[DOCUMENT PASSAGE Boundary: Start]

The government needs to do more to protect South Africans from the lure of junk food by making healthier food cheaper and more readily available, say researchers from the University of the Western Cape.
A diet containing too much processed food which is laden with fat, sugar and salt has been linked to obesity and an increased risk of non-communicable diseases such as hypertension and diabetes. But in SA, healthier food is generally more expensive than calorie-dense packaged food, limiting the choices available to poor people, said the researchers. Writing in PLoS Medicine, Prof David Sanders and colleagues said the government had allowed the quality of food available to South Africans to deteriorate dramatically in the past decade.
Sales of snack bars, ready meals and noodles all rose by more than 40% between 2005 and 2010 as large commercial entities, dubbed Big Food by the journal, successfully pushed the sales of pre-packaged food. Big Food has rapidly replaced smaller food retailers, as supermarkets forged into areas formerly serviced by convenience stores, public markets and spaza shops.

[DOCUMENT PASSAGE Boundary: End]

▶ _WHAT YOU HAVE TO DO_:
Quote the passage on junk food and healthier food in South Africa in full, word for word.

[DATA SUPPLIED Boundary: Start]

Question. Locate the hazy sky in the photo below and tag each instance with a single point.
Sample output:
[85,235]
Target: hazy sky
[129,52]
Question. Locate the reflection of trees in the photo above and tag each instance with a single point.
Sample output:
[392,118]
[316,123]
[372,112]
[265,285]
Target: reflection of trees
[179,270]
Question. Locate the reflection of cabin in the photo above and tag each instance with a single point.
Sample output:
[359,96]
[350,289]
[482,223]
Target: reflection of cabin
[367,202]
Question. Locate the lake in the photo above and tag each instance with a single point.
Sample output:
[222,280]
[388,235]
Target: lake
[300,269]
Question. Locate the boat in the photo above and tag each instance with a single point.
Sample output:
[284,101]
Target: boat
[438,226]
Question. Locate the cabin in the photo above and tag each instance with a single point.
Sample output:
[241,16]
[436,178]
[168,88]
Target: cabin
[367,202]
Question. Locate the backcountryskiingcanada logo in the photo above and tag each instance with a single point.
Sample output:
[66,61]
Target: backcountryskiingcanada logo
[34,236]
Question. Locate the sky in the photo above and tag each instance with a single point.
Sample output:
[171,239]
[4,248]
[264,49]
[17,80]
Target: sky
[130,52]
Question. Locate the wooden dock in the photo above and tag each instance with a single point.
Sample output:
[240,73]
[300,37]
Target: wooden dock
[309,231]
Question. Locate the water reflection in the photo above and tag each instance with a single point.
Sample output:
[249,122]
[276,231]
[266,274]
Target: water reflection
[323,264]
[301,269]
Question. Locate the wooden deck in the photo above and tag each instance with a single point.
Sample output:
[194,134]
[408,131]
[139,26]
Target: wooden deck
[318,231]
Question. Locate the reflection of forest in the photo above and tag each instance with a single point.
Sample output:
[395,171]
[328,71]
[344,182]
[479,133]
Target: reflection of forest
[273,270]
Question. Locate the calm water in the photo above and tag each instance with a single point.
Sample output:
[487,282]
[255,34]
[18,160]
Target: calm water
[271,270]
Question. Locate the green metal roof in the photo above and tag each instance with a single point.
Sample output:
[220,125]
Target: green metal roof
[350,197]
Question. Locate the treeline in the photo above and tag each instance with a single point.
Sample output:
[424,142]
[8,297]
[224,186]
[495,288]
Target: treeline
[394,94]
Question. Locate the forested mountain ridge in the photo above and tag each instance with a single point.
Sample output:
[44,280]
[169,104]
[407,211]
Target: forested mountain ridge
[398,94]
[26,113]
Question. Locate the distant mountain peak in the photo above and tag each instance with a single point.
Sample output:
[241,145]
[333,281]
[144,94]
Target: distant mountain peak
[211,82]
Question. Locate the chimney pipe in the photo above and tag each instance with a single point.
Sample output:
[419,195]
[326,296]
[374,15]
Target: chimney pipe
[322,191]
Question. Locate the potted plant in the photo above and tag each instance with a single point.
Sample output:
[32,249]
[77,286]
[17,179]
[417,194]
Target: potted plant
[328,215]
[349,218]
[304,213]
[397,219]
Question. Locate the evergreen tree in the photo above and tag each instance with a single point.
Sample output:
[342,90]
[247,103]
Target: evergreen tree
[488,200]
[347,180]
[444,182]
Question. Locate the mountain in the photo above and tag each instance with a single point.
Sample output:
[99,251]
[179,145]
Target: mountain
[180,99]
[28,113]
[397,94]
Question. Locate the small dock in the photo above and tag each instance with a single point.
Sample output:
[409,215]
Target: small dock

[DATA SUPPLIED Boundary: End]

▶ _ANSWER SECTION_:
The government needs to do more to protect South Africans from the lure of junk food by making healthier food cheaper and more readily available, say researchers from the University of the Western Cape.
A diet containing too much processed food which is laden with fat, sugar and salt has been linked to obesity and an increased risk of non-communicable diseases such as hypertension and diabetes. But in SA, healthier food is generally more expensive than calorie-dense packaged food, limiting the choices available to poor people, said the researchers. Writing in PLoS Medicine, Prof David Sanders and colleagues said the government had allowed the quality of food available to South Africans to deteriorate dramatically in the past decade.
Sales of snack bars, ready meals and noodles all rose by more than 40% between 2005 and 2010 as large commercial entities, dubbed Big Food by the journal, successfully pushed the sales of pre-packaged food. Big Food has rapidly replaced smaller food retailers, as supermarkets forged into areas formerly serviced by convenience stores, public markets and spaza shops.